Requirement
Quote the listing below in full and exactly as written, but omit every picture.

— start of Records for this task —

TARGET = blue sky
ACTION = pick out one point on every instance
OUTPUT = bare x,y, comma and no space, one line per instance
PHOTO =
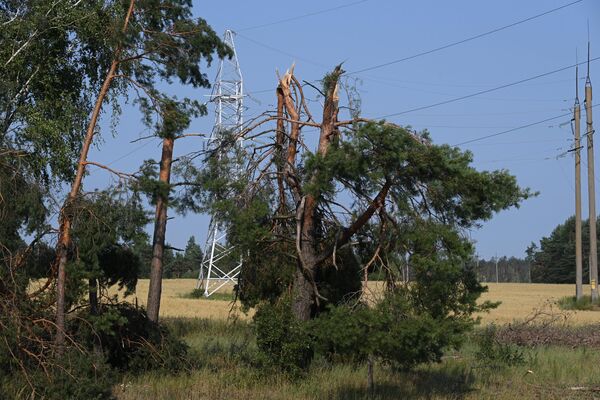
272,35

— end of Records for this task —

In response
TARGET = blue sky
ACTION = pick out one point on every instance
OUTPUT = bare x,y, comma and no space, one line per instance
PHOTO =
272,35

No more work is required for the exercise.